§ REQUIREMENT
Reproduce each of the lines below verbatim and in their original order, leaving out the images they reference.

§ ENTRIES PROVIDED

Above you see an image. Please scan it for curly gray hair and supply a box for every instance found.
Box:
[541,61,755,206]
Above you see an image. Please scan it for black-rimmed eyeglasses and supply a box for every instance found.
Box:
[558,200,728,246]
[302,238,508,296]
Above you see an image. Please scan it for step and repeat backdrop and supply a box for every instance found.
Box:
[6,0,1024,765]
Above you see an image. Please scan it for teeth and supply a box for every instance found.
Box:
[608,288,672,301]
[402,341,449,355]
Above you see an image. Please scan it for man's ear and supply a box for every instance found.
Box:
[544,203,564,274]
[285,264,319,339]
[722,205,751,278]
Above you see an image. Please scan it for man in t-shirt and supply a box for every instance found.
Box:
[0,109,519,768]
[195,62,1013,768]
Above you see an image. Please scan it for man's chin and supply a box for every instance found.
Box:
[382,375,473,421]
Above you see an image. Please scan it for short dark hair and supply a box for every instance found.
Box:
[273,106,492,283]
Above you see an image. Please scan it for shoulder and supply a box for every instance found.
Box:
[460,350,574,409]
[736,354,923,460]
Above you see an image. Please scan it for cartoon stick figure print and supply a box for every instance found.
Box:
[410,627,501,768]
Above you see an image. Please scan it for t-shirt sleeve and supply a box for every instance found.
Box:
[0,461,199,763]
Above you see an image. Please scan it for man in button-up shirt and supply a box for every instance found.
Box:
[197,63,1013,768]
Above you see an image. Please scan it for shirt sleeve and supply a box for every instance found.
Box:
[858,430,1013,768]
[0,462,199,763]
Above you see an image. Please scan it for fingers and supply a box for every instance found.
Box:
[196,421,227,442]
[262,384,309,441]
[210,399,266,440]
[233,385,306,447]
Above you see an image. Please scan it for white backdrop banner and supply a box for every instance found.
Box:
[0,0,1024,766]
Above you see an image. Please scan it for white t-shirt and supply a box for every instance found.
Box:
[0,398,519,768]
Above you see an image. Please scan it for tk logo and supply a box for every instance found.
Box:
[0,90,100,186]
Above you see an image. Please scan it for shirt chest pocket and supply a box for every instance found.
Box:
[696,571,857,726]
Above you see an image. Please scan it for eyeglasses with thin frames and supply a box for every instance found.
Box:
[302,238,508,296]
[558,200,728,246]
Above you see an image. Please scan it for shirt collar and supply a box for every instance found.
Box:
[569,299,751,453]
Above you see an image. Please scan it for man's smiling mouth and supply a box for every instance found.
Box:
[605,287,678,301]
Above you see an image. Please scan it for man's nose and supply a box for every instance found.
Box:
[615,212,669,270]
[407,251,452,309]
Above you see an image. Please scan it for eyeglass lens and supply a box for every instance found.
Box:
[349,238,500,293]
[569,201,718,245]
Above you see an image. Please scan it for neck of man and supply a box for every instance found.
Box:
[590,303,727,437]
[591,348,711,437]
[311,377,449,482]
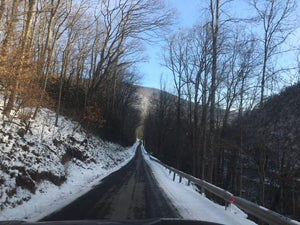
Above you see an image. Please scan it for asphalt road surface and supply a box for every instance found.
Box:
[42,145,180,221]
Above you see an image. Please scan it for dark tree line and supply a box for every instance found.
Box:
[0,0,171,144]
[144,0,299,219]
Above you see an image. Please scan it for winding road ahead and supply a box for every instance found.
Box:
[42,145,180,221]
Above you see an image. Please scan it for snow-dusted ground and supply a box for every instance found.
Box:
[0,109,136,221]
[143,146,256,225]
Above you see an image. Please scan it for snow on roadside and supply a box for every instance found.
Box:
[142,147,256,225]
[0,109,136,221]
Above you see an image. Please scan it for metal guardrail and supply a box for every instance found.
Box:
[150,156,300,225]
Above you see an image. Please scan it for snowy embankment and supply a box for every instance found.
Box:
[0,109,136,221]
[143,148,256,225]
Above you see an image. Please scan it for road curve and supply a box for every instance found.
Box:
[41,145,180,221]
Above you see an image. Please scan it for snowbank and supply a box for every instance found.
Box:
[143,146,255,225]
[0,109,136,221]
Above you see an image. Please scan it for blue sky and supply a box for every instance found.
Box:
[138,0,201,88]
[138,0,300,91]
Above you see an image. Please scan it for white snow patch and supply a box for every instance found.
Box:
[0,104,138,221]
[0,144,137,221]
[142,147,256,225]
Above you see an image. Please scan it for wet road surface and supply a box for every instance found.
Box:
[42,145,180,221]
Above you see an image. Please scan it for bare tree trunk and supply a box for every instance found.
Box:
[207,0,220,182]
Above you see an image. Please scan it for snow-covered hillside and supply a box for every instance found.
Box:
[0,109,135,220]
[143,146,256,225]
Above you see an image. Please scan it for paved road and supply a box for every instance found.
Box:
[42,145,180,221]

§ FULL RESPONSE
Above you see an image. Please scan it for curly gray hair and supply a box for every instance found.
Box:
[541,61,755,206]
Above you see an image. Please scan it for black-rimmed eyeglasses and supply a box for every instance found.
Box:
[558,200,728,246]
[302,238,508,296]
Above you see an image. Please scan it for step and repeat backdrop and supply a box for every instance found.
Box:
[6,0,1024,765]
Above you see an image. Please scan it for teeth and supply a box for every instance found.
Box:
[608,288,672,301]
[402,341,449,355]
Above you see an image. Please scan it for man's ear and supply a box for every instance found.
Box:
[544,203,564,274]
[285,264,319,339]
[722,205,751,278]
Above you see an image. Please scan it for man in t-shirt and supply a box for every instance found.
Box:
[0,109,519,768]
[195,62,1013,768]
Above you see an image. Please scan it for man's chin and supply a box for every instance found.
Box:
[382,375,473,421]
Above you see an image. Please scan it for short dark hair and supply a box for every instance found.
Box:
[273,106,492,283]
Above you see an image. Please scan it for shoulder and supply a box for every instance found.
Box:
[460,350,574,409]
[736,354,923,460]
Above you see an image. Please scan it for cartoon stick figure print and supply a box for every instance found.
Box:
[410,627,501,768]
Above you see an image. Please scan it for t-shirt sleeve and supply a box for every instance found.
Box:
[0,461,199,763]
Above you see an image. Please scan it for man in button-up shirt and supply a box for every instance found.
Box:
[197,63,1013,768]
Above you see an image. Please scan it for shirt sleeve and supply a box for every instance found.
Box:
[858,430,1013,768]
[0,462,199,763]
Above you see an image. Please scan it for fingers and supply a box for every instance found.
Box:
[196,421,227,442]
[262,384,309,441]
[210,399,266,440]
[233,385,306,447]
Above you see an image. Please scan it for white backdrop banner and supply a box for every instance found.
Box:
[0,0,1024,766]
Above you see an image. Please scan it for white t-shirt and supply a box for every instance found.
Box:
[0,398,519,768]
Above you see an image. Please scan it for tk logo and supply a box for every instance found.
Box:
[0,90,100,186]
Above you see an image. Please scan it for shirt chest pocket and supply a box for every instance found.
Box:
[696,571,857,726]
Above you see an image. Please scan it for eyeglasses with thin frames and supply a box for every instance found.
Box:
[302,238,508,296]
[558,200,728,246]
Above you see an image. Please scan it for shirt collar and supply a box for every instance found.
Box:
[569,299,751,453]
Above you see an image. Please scan it for man's smiling mouth and supply a box for every instance found.
Box:
[605,287,678,301]
Above you see an image. Please scan it for man's nose and supply a box for every instance found.
Box:
[615,212,669,270]
[407,251,452,309]
Above you see an image. Please scan it for eyeglass lens and supply a box for every instance found.
Box:
[349,238,500,293]
[569,201,718,245]
Above you see an image. Please scan it for neck of man and supply a box for every instance found.
Box:
[590,303,727,437]
[591,348,711,437]
[311,377,449,482]
Above you see an image. Please scan it for asphalt road surface and supply a box for every instance found.
Box:
[42,145,180,221]
Above you see an image. Please scan it for dark tree line and supply a box for every instance found.
Box:
[0,0,171,144]
[144,0,299,219]
Above you see an image. Please scan it for winding road ahead and supply a box for every instance found.
Box:
[42,145,180,221]
Above you see an image. Please scan it for snow-dusted ground and supply a box for every instance found.
Box:
[0,109,136,221]
[143,146,256,225]
Above you see an image. Please scan it for snow on roadside and supply a box for every instance found.
Box:
[142,147,256,225]
[0,109,136,221]
Above you see an image. Please scan it for metal guardrail and supply a box for every instance found.
Box:
[150,156,300,225]
Above you see an image. Please scan it for snowy embankment and supply a box for every instance found.
Box:
[0,109,136,221]
[143,148,256,225]
Above you see an image. Please scan it for road curve and supply a box for every instance found.
Box:
[41,145,180,221]
Above you see an image. Please scan it for snowbank and supply a box for every instance found.
Box:
[143,146,255,225]
[0,109,136,221]
Above you see an image. Please scan it for blue sky and supply a box for every instance found.
Box:
[138,0,201,88]
[138,0,300,91]
Above you see an image. Please scan it for white snow patch and supply a box for every instance found.
Box:
[0,104,138,221]
[0,144,137,221]
[142,147,256,225]
Above you see an image. Please scan it for wet road surface and supply a box for every instance found.
Box:
[42,145,180,221]
Above you see an image. Please scan it for bare tree trunk and supply a box for every instance found.
Box:
[207,0,220,182]
Above you see an image. Please scan it for snow-covered hillside and supply a box for every instance found.
Box:
[0,109,135,220]
[143,146,256,225]
Above you see an image. Please scan it for paved road and supply a box for every instance found.
Box:
[42,145,180,221]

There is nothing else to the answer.